---------- Source text

Open Philanthropy had a request for proposals for "benchmarking LLM agents on consequential real-world tasks".
At least two of the grants went to professors who are developing agents (advancing capabilities).
$1,045,620 grant
From https://www.openphilanthropy.org/grants/princeton-university-software-engineering-llm-benchmark/
Open Philanthropy recommended a grant of $1,045,620 to Princeton University to support a project to develop a benchmark for evaluating the performance of Large Language Model (LLM) agents in software engineering tasks, led by Assistant Professor Karthik Narasimhan.
From Karthik Narasimhan's LinkedIn: "My goal is to build intelligent agents that learn to handle the dynamics of the world through experience and existing human knowledge (ex. text). I am specifically interested in developing autonomous systems that can acquire language understanding through interaction with their environment while also utilizing textual knowledge to drive their decision making."
$547,452 grant
From https://www.openphilanthropy.org/grants/carnegie-mellon-university-benchmark-for-web-based-tasks/
Open Philanthropy recommended a grant of $547,452 to Carnegie Mellon University to support research led by Professor Graham Neubig to develop a benchmark for the performance of large language models conducting web-based tasks in the work of software engineers, managers, and accountants.
Graham Neubig is one of the co-founders of All Hands AI which is developing OpenDevin.
All Hands AI's mission is to build AI tools to help developers build software faster and better, and do it in the open.
Our flagship project is OpenDevin, an open-source software development agent that can autonomously solve software development tasks end-to-end.
Webinar
In the webinar when the RFP's were announced, Max Nadeau said (minute 19:00): "a lot of the time when you construct the benchmark you're going to put some effort into making the capable LLM agent that can actually demonstrate accurately what existing models are capable of, but for the most part we're imagining, for both our RFPs, the majority of the effort is spent on performing the measurement as opposed to like trying to increase performance on it".
They were already aware that these grants would fund the development of agents and addressed this concern in the same webinar (minute 21:55).
Thanks for your thorough comment, Owen.
And do the amounts ($1M and $0.5M) seem reasonable to you?
As a point of reference, Epoch AI is hiring a "Project Lead, Mathematics Reasoning Benchmark". This person will receive ~$100k for a 6-month contract.

--------------------
---------- Records shown

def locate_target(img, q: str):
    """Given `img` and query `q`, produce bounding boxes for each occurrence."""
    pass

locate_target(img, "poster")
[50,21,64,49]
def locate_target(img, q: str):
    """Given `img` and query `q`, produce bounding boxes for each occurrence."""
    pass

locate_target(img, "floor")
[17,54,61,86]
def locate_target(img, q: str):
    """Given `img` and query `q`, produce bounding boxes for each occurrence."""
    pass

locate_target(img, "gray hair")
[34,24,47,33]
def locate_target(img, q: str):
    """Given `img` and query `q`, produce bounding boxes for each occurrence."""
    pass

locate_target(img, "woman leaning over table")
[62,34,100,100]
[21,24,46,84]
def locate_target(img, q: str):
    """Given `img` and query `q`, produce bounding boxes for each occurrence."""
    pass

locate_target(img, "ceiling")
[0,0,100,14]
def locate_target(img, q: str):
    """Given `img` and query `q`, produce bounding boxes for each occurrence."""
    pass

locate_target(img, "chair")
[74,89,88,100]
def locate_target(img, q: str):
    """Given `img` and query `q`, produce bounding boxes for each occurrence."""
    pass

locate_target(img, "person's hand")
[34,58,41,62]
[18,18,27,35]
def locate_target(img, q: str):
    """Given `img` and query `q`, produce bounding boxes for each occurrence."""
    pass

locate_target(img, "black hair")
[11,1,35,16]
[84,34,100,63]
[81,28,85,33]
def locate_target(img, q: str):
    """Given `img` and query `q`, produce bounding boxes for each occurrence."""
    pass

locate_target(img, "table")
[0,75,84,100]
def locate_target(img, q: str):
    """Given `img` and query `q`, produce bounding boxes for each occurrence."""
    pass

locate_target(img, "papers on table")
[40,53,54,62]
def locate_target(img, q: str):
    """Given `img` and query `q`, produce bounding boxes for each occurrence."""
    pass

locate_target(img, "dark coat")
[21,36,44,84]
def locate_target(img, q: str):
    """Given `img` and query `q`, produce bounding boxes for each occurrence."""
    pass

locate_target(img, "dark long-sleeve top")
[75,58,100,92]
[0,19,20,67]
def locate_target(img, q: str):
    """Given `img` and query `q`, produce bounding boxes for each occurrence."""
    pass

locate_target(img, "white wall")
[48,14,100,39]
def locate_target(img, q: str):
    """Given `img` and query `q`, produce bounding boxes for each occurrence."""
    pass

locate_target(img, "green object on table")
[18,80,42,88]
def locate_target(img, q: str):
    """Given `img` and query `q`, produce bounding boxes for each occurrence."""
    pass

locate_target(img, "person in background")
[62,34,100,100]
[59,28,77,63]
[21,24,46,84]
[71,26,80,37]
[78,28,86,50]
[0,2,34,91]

--------------------

◆ **To do**
According to the text on Open Philanthropy's LLM agent benchmark grants, how much did Open Philanthropy recommend granting to Carnegie Mellon University?

◆ **Exercise response**
$547,452